*** Opening of Dataset records ***
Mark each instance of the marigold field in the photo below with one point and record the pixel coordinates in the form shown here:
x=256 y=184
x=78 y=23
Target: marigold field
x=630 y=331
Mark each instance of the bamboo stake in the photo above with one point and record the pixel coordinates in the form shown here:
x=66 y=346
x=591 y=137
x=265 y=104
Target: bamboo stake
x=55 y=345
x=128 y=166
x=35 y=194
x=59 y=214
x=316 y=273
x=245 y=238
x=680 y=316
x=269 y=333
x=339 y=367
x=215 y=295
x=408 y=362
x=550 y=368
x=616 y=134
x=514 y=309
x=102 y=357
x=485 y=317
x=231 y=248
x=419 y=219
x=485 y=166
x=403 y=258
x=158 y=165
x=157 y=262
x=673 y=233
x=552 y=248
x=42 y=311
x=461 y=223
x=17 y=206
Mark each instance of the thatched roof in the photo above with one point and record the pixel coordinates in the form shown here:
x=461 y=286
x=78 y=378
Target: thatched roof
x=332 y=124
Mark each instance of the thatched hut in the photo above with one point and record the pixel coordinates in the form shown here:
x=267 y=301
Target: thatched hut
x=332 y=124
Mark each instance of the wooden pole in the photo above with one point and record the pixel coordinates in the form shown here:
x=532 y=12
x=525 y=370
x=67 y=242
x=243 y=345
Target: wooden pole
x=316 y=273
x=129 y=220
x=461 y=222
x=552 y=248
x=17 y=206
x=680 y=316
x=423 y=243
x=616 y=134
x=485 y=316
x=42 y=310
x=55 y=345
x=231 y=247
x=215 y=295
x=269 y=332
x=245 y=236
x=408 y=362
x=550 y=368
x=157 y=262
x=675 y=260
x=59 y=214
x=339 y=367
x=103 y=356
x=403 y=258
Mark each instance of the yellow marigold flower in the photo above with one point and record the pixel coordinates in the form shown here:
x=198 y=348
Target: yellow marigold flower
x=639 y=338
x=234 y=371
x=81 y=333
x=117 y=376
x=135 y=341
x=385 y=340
*** Close of Dataset records ***
What you will do
The full set of entries must be transcribed exactly.

Answer to this task
Mark each instance of the marigold field in the photo below with one point and record the pixel coordinates in the form shown here:
x=256 y=184
x=78 y=23
Target: marigold field
x=630 y=331
Mark each instance of the bamboo stake in the photo above with one point and record the pixel coordinates in the form shown here:
x=66 y=346
x=591 y=137
x=265 y=104
Target: bamboo stake
x=55 y=345
x=128 y=166
x=35 y=194
x=59 y=214
x=316 y=273
x=245 y=238
x=680 y=316
x=269 y=333
x=339 y=367
x=215 y=295
x=408 y=362
x=550 y=368
x=616 y=134
x=514 y=309
x=102 y=357
x=485 y=317
x=231 y=248
x=419 y=219
x=485 y=166
x=403 y=258
x=158 y=165
x=157 y=262
x=673 y=233
x=552 y=248
x=42 y=311
x=461 y=223
x=17 y=206
Mark each instance of the thatched roof in the photo above with one point and record the pixel coordinates in the form shown here:
x=461 y=286
x=78 y=378
Target: thatched roof
x=332 y=124
Mark each instance of the thatched hut in the photo above with one point and record the pixel coordinates in the form shown here:
x=267 y=301
Target: thatched hut
x=332 y=124
Mark each instance of the wooden pole in the photo above with one point and record the pixel coordinates in the form shown here:
x=532 y=12
x=525 y=370
x=67 y=242
x=243 y=345
Target: wooden pole
x=316 y=273
x=129 y=220
x=461 y=222
x=552 y=248
x=17 y=206
x=680 y=316
x=423 y=243
x=616 y=134
x=485 y=316
x=42 y=310
x=55 y=345
x=231 y=247
x=215 y=295
x=269 y=332
x=245 y=236
x=408 y=362
x=550 y=368
x=157 y=262
x=675 y=260
x=59 y=214
x=339 y=367
x=103 y=356
x=403 y=258
Mark each instance of the yellow marigold flower in the photo above with one point and record the pixel coordinates in the form shown here:
x=198 y=348
Target: yellow marigold flower
x=639 y=338
x=234 y=371
x=81 y=333
x=117 y=376
x=135 y=341
x=385 y=340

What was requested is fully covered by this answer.